Text zum Lesen:
┌──

Die Stadt Dortmund war vor Beginn der Verhandlungen zuversichtlich, dass das Land als Beklagte und die DUH als Kläger eine Einigung erzielen würden. Dies ist nach einem 4-stündigen Gespräch am 14. Januar gelungen. Das Ziel ist es, den Immissionsgrenzwert 40 Mikrogramm NO2 pro Kubikmeter Außenluft – gemittelt auf das Kalenderjahr so schnell wie möglich in ganz Dortmund einzuhalten.

Vergleich vor Gericht zugestimmt

Nach der vereinbarten Bedenkzeit haben alle Beteiligten dem Vergleich gestern zugestimmt. Die Stadt hat dafür eine Dringlichkeitsentscheidung herbeigeführt, per Definition von Oberbürgermeister Ullrich Sierau und einem Ratsmitglied getroffen, da eine Einberufung des Rates nicht mehr rechtzeitig möglich war. Die Entscheidung wird dem Rat am 13. Febuar zur Genehmigung vorgelegt.
„Es ist eine gute Nachricht, dass es zu einer gemeinsamen Sichtweise gekommen ist“, wertet Oberbürgermeister Ullrich Sierau das Ergebnis. „Es gibt jetzt eine Reihe von Maßnahmen, an denen wir konsequent arbeiten und die wir auch weiter entwickeln werden. Wenn die Werte sich nicht positiv entwickeln, werden wir im Laufe des Jahres nachsteuern“, so der Oberbürgermeister. „Wir wollen das Ergebnis dieses Vergleichs leben, denn wir haben ein großes Eigeninteresse am Erfolg dieser Maßnahmen. Und wir meinen es ernst:

Luftwerte sollen überall besser werden

Unsere Luftwerte sollen nicht nur an den Messpunkten, sondern überall in der Stadt besser werden.“ Ein Ziel, mit dem auch die Deutsche Umwelthilfe übereinstimmt. Mit dem Ergebnis konnte verhindert werden, dass einseitig nur Dieselfahrer durch Fahrverbote benachteiligt werden. Der weltweite Skandal um manipulierte Abgaswerte bei Dieselmotoren habe Dieselfahrer schon genug belastet.

└──

Gespeicherte Daten:
┌──

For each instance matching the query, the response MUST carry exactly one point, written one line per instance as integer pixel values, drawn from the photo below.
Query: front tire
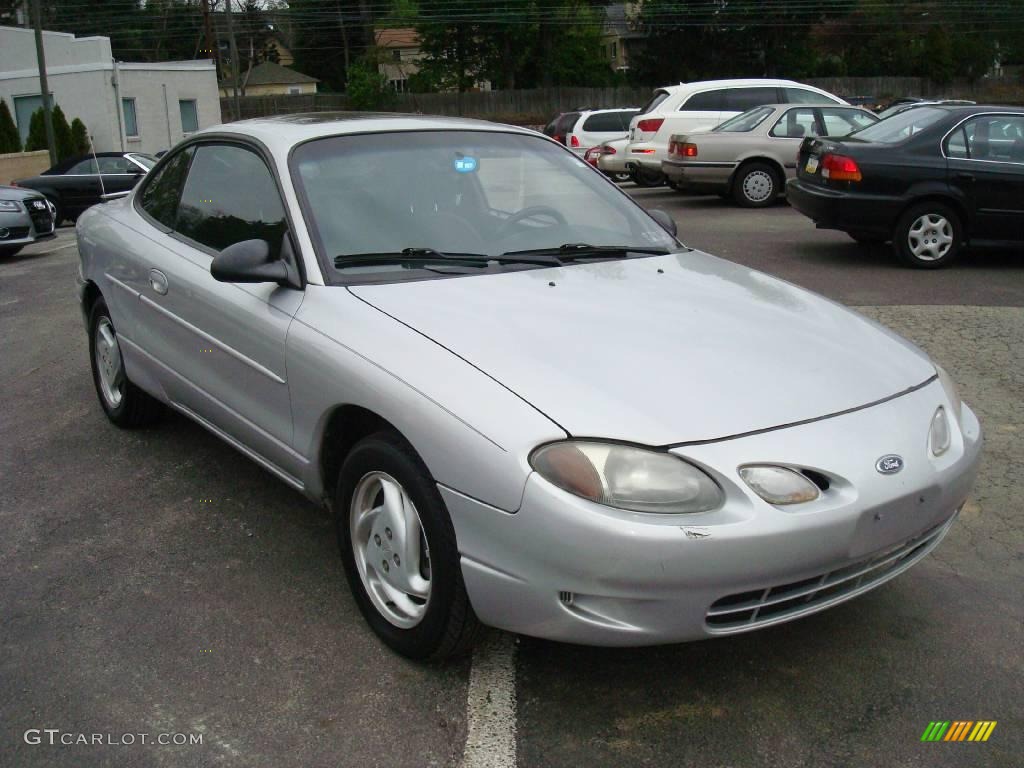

└──

Anforderungen: Führe den Text über den Dortmunder Vergleich zur Luftreinhaltung nach seinem letzten Satz weiter.

Ergebnis unten:
„Das waren intensive und sachliche Verhandlungen. Konstruktiv haben das Land und wir mit der DUH bis ins Detail hart diskutiert und nach Lösungen gesucht“, sagt Umweltdezernent Ludger Wilde zum Vergleich, "die vielen Maßnahmen bilden ein wirkungsvolles Gesamtpaket, das die NO2-Immissionen weiter reduzieren wird.“

Grenzwert an 3 Stellen überschritten

Die Maßnahmen seien individuell auf die Situation in der Stadt zugeschnitten und führten an besonders vielbefahrenen Straßen mit Stickstoffdioxidbelastungen über dem Jahresmittelgrenzwert von 40 Mikrogramm pro Kubikmeter zu einschränkenden Veränderungen. Denn an drei Messstellen, wird der zulässige Grenzwert weiterhin überschritten: am Rheinlanddamm, der Ruhrallee und der Brackeler Straße.
Bei der Einigung vor Gericht wurden zwei Maßnahmenpakete festgezurrt, wobei die 2. Stufe erst dann umgesetzt werde, wenn die 1. Maßnahmen den NO2-Ausstoß nicht unter den Grenzwert senken. Die Stadt muss unverzüglich alle folgenden Maßnahmen des 1. Paketes umsetzen:

Tempolimit und LKW-Durchfahrverbot

· Rheinlanddamm (B1):  Ausdehnung des nächtlichen Durchfahrverbots für LKW größer als 7,5 Tonnen auf 24 Stunden. 40 statt 50 km/h als Tempolimit an der Auffahrt von der Märkischen Straße in Richtung Westen . Bereits geblitzt wird mit der Geschwindigkeitsüberwachung vor den Westfalenhallen.
· Brackeler Straße: Reduzierung des Tempos auf 30 km/h zwischen Borsigplatz und Im Spähenfelde. Der nördliche Fahrstreifen stadteinwärts zum Borsigplatz wird zur Umweltspur für Busse, E-Autos und Fahrräder. Die Spuren stadtauswärts werden spätestens bis März von zwei auf eine reduziert. Die Anlage zur Tempo-Überwachung und des Lkw-Durchfahrverbotes ist in Betrieb und wird angepasst.
· Ruhrallee: Begrenzung auf Tempo 30 zwischen Wall und B1. Außerdem wird die Ampel länger auf Rot geschaltet, so dass weniger Verkehr in Richtung Innenstadt fließt. Beides muss bis Ende Mai erfolgen.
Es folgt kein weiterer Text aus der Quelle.